■ EXTRACT PROVIDED
-------

However, the question has worsened within the context of mining expansion. “The people of this locality have received resources from Cuzcatlán. The company wants to be able to enter the territory. The agrarian ombudsman insists on trying to convince the authorities to make the division,” explained the commissioner.

The agrarian ombudsman has taken other actions considered by the commissioner to be “strategies to divide the community.” For example, the institution has filed documents of ejido members seeking to change the titles of their lands without permission from the agrarian community. “They are stepping over the ejido authorities, which is not correct. We have autonomy over our lands, guaranteed by agrarian law.”

In a communique from the organization, the ejido Monte del Toro sustained that “we will not permit any division. Our grandfathers and grandmothers struggled for the ejido, for which we value the collective spirit of the land, and the care and protection of our territory.”

The company seeks a legal basis to enter the territories, they explained in a communique.

As the exploitation is underground, “we do not know where exactly they are digging, if its beneath Magdalena Ocotlán, Monte del Toro, or San Martín de los Cansecos,” explains the agrarian authority of Monte del Toro.

In 2021, Avispa Midia asked the company where they were advancing with the exploration, but the question was ignored.

According to data solicited by Avispa Midia from the Ministry of Economy, Minera Cuzcatlán has 15 active mining concessions registered in Oaxaca as of 2023. Together, these concessions total approximately 36,000 hectares. One of the concessions, located in the Lote Reducción Unificación Cuzcatlán 4, was updated during this government on May 16 of 2022. It is the company’s largest concession making up more than 10,000 hectares including territories of Magdalena Ocotlán, San Lucas Ocotlán, and San Pedro Taviche.

-------

■ DATASET CONTENT
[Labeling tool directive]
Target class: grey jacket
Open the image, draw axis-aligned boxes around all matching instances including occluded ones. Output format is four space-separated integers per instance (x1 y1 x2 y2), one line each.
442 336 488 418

-------

■ TASKS FOR THIS EXERCISE
A) Answer these questions about the text on the mining dispute in Oaxaca:
(i) How many active mining concessions did Minera Cuzcatlán have registered in Oaxaca as of 2023?
(ii) On what date was the concession in the Lote Reducción Unificación Cuzcatlán 4 updated?
(iii) Which three places does the agrarian authority of Monte del Toro name as possible sites of the underground digging?
B) Pick up the text on the mining dispute in Oaxaca at its last sentence and write how it goes on.

■ ANSWERS TO THE EXERCISES
A)
(i) 15
(ii) May 16, 2022
(iii) Magdalena Ocotlán, Monte del Toro, and San Martín de los Cansecos

B)
What “they want is to enter the communities to make air vents to be able to continue working beneath the earth. They want the agrarian communities to authorize their entry. Once the ejido authorizes it, they will buy the land and be able to work,” explains the ejido commissioner.

From San José

The ex-ejido lands commissioner of San Martin de los Cansecos, who also decided to omit his identity for security reasons, explains that the agrarian ombudsman operates on many occasions from San José del Progreso, the location of the mining project, when they should be at the ejido offices. “We know that all the current municipal infrastructure and projects in San José are related to the mining company,” he sustains.

Since 2009, San José del Progreso has not had agrarian representation, like the ejido lands commission, as a result of conflicts generated with the arrival of the mining company. “The agrarian ombudsman, far from resolving the agrarian conflict in San José, promotes visits of other commissioners to the community where the mining project is located,” he told Avispa Midia, the ex-ejido lands commissioner.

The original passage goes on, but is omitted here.